▶ WHAT IS BEING ASKED: Convert the material below into a JSON list of strings, one string per line, leaving out blank lines.

▶ RECORDS SUPPLIED:
★ ★ ★

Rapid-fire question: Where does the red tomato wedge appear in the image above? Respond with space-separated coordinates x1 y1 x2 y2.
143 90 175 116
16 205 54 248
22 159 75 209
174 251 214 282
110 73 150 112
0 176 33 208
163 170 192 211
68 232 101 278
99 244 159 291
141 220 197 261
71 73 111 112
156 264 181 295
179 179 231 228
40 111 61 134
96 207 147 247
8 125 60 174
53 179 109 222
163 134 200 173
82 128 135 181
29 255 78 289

★ ★ ★

▶ TASK SOLUTION:
[
  "Rapid-fire question: Where does the red tomato wedge appear in the image above? Respond with space-separated coordinates x1 y1 x2 y2.",
  "143 90 175 116",
  "16 205 54 248",
  "22 159 75 209",
  "174 251 214 282",
  "110 73 150 112",
  "0 176 33 208",
  "163 170 192 211",
  "68 232 101 278",
  "99 244 159 291",
  "141 220 197 261",
  "71 73 111 112",
  "156 264 181 295",
  "179 179 231 228",
  "40 111 61 134",
  "96 207 147 247",
  "8 125 60 174",
  "53 179 109 222",
  "163 134 200 173",
  "82 128 135 181",
  "29 255 78 289"
]